What this exercise asks |
a. From the Einasleigh Uplands text, extract the stretch from "Bioregion in Queensland, Australia" through "those of Chillagoe.".
b. Answer these questions using the Einasleigh Uplands text.
(i) Which organization identified the Einasleigh Uplands savanna ecoregion?
(ii) Which area lies to the north, and how does it differ from the uplands?
(iii) Which place's caves are named as an example of lava tubes and caves?

Document text |
##############################

Bioregion in Queensland, Australia

The Einasleigh Uplands is an interim Australian bioregion, with vegetation consisting of savanna and woodland located on a large plateau in inland Queensland, Australia. It corresponds to the Einasleigh Uplands savanna ecoregion, as identified by the World Wildlife Fund.

==Location and description==
This area is inland from the moist Queensland coast but is not as dry as the Brigalow Belt and the Mitchell Grass Downs savannas to the south, while the Cape York Peninsula to the north is lower-lying and wetter. The region contains a number of specialised habitats that add to the variety of wildlife found here. These include lava tubes and caves such as those of Chillagoe.

##############################

Records from a collection:
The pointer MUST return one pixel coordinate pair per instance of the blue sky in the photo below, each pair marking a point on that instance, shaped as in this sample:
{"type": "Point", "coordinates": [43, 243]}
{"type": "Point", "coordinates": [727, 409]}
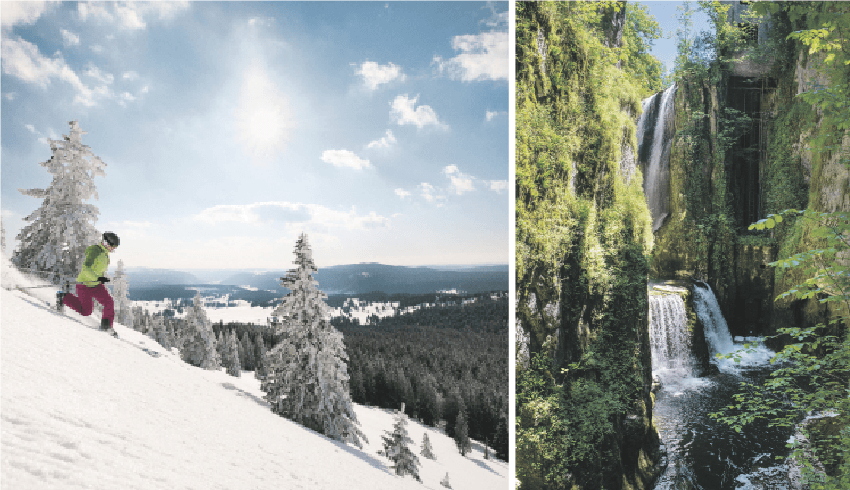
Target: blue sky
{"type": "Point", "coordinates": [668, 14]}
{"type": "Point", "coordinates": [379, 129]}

##############################

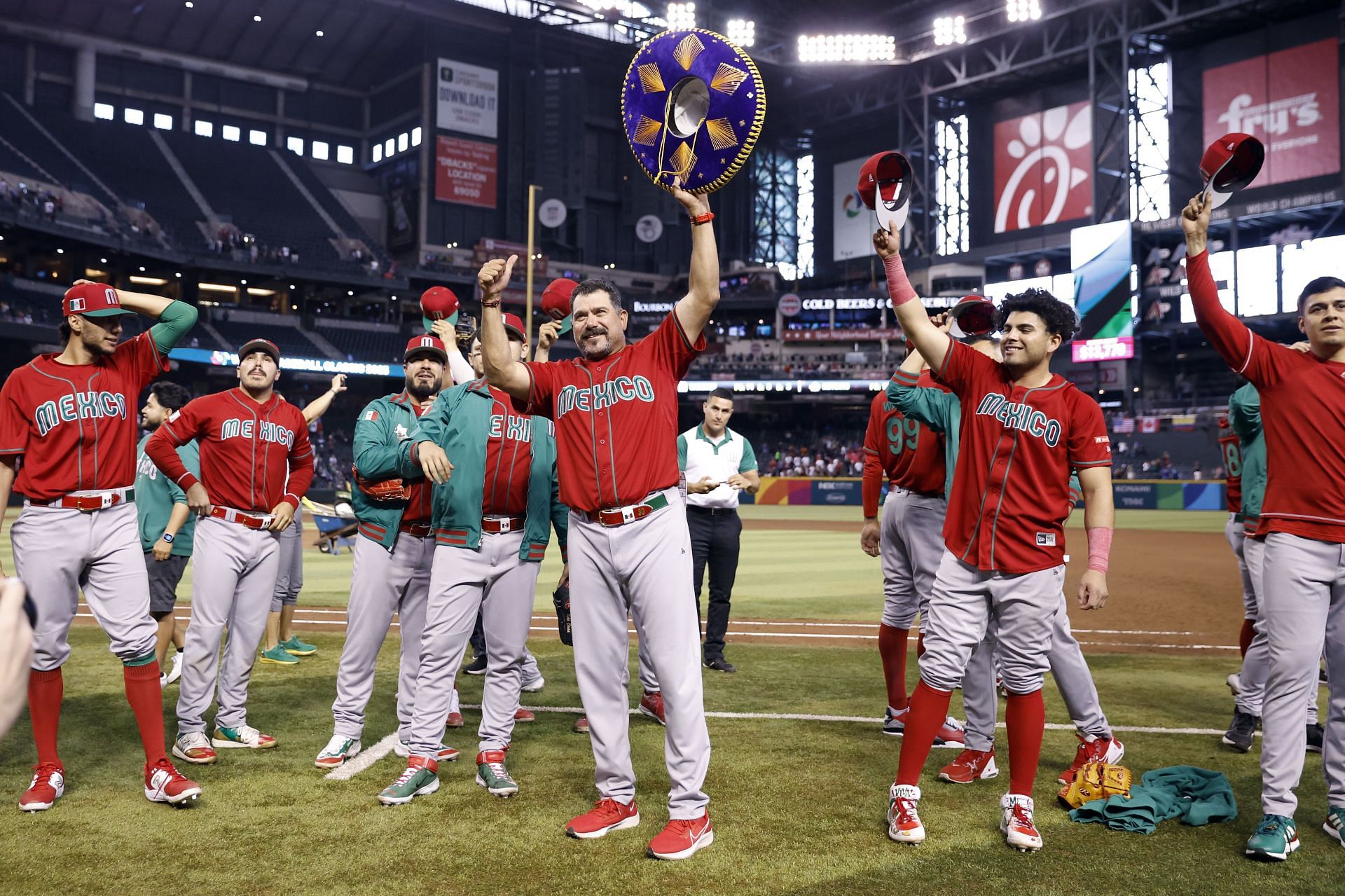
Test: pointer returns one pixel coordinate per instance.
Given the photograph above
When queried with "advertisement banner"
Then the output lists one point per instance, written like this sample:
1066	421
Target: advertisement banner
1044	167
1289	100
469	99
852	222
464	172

##############################

Task responses |
a.
Bioregion in Queensland, Australia

The Einasleigh Uplands is an interim Australian bioregion, with vegetation consisting of savanna and woodland located on a large plateau in inland Queensland, Australia. It corresponds to the Einasleigh Uplands savanna ecoregion, as identified by the World Wildlife Fund.

==Location and description==
This area is inland from the moist Queensland coast but is not as dry as the Brigalow Belt and the Mitchell Grass Downs savannas to the south, while the Cape York Peninsula to the north is lower-lying and wetter. The region contains a number of specialised habitats that add to the variety of wildlife found here. These include lava tubes and caves such as those of Chillagoe.

b.
(i) The World Wildlife Fund.
(ii) The Cape York Peninsula, which is lower-lying and wetter.
(iii) Chillagoe.